Update all the rows below by replacing "Mark a point" with "Place a dot" wherever it occurs, keeping everything else the same. Leave the pictures out of your answer.

Begin Provided data

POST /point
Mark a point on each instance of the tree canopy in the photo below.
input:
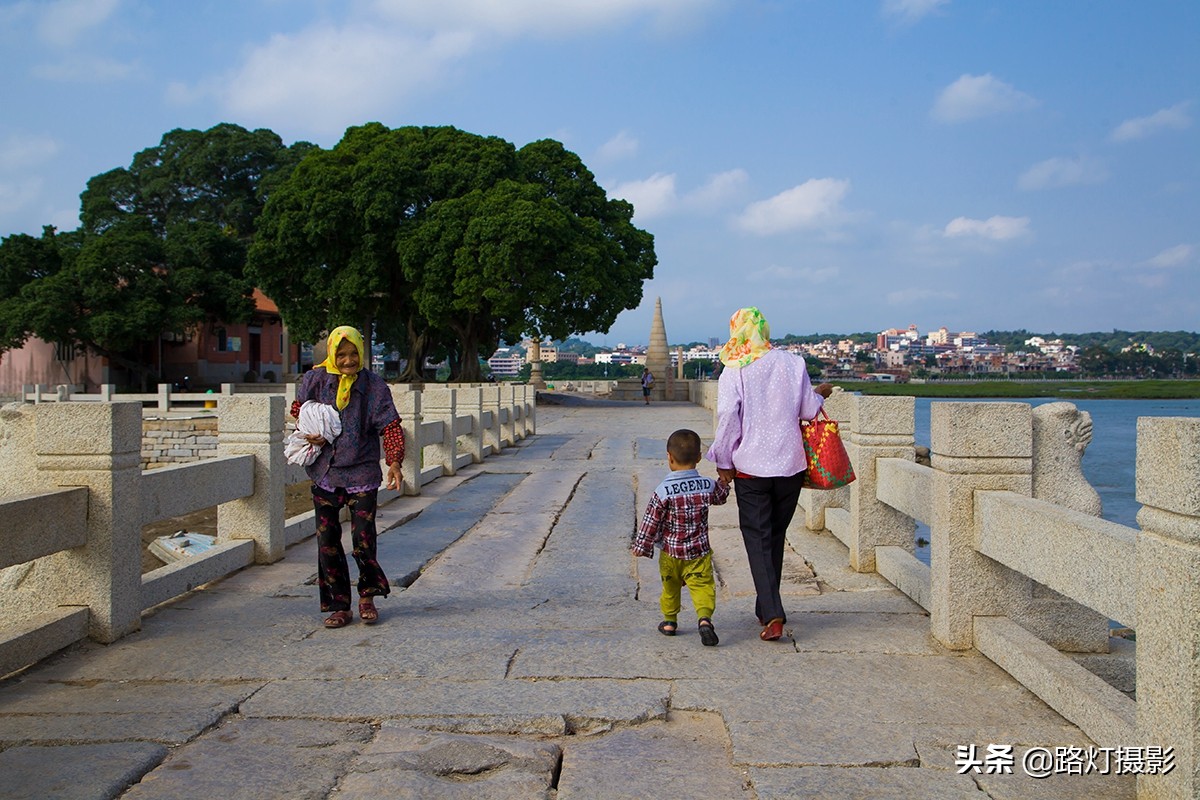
(161, 247)
(445, 242)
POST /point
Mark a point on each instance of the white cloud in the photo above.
(976, 96)
(791, 275)
(910, 11)
(1168, 119)
(324, 78)
(910, 296)
(1171, 257)
(64, 22)
(84, 70)
(996, 228)
(814, 203)
(23, 151)
(652, 197)
(17, 196)
(719, 191)
(623, 145)
(537, 17)
(1056, 173)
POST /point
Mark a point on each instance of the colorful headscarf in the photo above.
(749, 338)
(343, 382)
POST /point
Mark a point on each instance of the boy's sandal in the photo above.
(339, 619)
(367, 611)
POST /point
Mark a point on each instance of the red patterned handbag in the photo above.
(828, 461)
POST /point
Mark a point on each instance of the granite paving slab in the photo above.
(76, 773)
(586, 704)
(684, 756)
(403, 763)
(252, 759)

End Provided data

◆ **Written response**:
POST /point
Place a dot on each instance of the tree canopy in the photo below.
input:
(161, 247)
(445, 242)
POST /point
Place a dot on each instance of the white cloud in the photo above.
(976, 96)
(791, 275)
(910, 11)
(1168, 119)
(324, 78)
(910, 296)
(1171, 257)
(64, 22)
(84, 70)
(996, 228)
(814, 203)
(23, 151)
(652, 197)
(17, 196)
(719, 191)
(623, 145)
(537, 17)
(1056, 173)
POST /point
Place a dot on each instance of the colorful headscarf in the photo above.
(749, 338)
(343, 382)
POST /point
Place a dot on each instance of the boy's sandal in the photo above.
(339, 619)
(367, 611)
POST /point
Place a dot on each instance of the red patterned handbag in the photo above.
(828, 461)
POST /point
Place a dot on each instance of the granite paving slab in the photo above.
(76, 773)
(586, 704)
(684, 756)
(403, 763)
(252, 759)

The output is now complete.